What you need to do: Excluding images, repeat the data exactly as given.

Stored entries
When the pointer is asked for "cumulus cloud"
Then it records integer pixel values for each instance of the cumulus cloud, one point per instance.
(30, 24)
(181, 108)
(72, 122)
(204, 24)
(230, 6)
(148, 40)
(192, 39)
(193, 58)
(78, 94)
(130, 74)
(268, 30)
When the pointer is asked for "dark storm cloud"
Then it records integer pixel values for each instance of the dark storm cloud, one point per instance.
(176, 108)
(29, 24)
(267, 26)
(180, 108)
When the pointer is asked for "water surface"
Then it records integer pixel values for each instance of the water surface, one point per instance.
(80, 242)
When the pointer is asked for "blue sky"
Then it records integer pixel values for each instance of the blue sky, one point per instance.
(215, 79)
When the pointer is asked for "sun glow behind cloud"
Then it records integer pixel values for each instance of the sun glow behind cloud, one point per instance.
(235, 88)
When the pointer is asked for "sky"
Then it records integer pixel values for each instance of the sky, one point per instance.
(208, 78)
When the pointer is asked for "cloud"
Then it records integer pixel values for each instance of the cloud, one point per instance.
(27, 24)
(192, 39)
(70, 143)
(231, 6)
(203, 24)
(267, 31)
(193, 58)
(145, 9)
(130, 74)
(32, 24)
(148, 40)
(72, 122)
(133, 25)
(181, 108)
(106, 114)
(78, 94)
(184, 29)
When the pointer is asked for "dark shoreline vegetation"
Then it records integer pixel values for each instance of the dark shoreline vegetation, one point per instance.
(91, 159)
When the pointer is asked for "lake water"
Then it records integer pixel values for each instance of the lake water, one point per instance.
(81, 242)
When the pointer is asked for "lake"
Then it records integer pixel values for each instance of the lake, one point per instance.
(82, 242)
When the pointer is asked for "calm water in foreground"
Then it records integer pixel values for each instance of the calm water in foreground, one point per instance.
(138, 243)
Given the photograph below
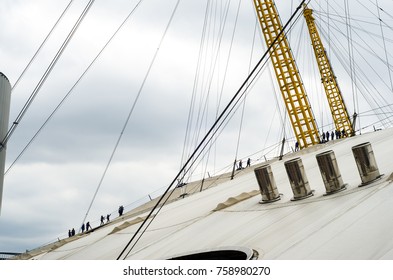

Written answer:
When the pointer is asked for "cumulus cloud"
Then it records integer pixel values for each instance of the cumulus cloud, one point per instance.
(30, 24)
(181, 108)
(72, 122)
(204, 24)
(230, 6)
(148, 40)
(192, 39)
(193, 58)
(78, 94)
(130, 74)
(268, 30)
When the pointer is asked for "dark storm cloud"
Then it records integer pixel values for each instance of the dark storm cloud, one point per instance.
(176, 108)
(29, 24)
(267, 26)
(180, 108)
When the pointer is asked for "water surface"
Then it records integer pixel values for each instance of the water surface, one point per instance.
(80, 242)
When the pointer is asked for "blue sky"
Then it records integer pixel values for each instance of the blue sky, one point per instance.
(215, 79)
When the pointer is asked for "sun glow behind cloud"
Then it records integer pixel values for each instance of the sun glow behind cloud, one point per instance.
(235, 88)
When the pointer is asked for "sky"
Then it records integer pixel values for each instance of the sky, one point per instance.
(208, 78)
When the pointer is asked for "cloud"
Then it records integer pixel values for each instance of the cloud, one point per instance.
(27, 24)
(192, 39)
(70, 143)
(231, 6)
(203, 24)
(267, 31)
(193, 58)
(145, 9)
(130, 74)
(32, 24)
(148, 40)
(72, 122)
(133, 25)
(181, 108)
(106, 114)
(78, 94)
(184, 29)
When the pointer is asked for "dark shoreline vegetation"
Then it records integer pixel values for each instance of the dark shoreline vegetation, one point per instance.
(91, 159)
When the pointer is asked for "lake water"
Then it records integer pixel values for each instance of the lake water, one point per instance.
(81, 242)
When the pointer is asked for "lake"
Then it records integer pixel values for each instance of the lake, one point per instance.
(82, 242)
When the pointer is asked for "calm water in foreground"
Then it records integer pixel values for each instance of the calm water in foreground, one point per instance.
(138, 243)
Given the photograph below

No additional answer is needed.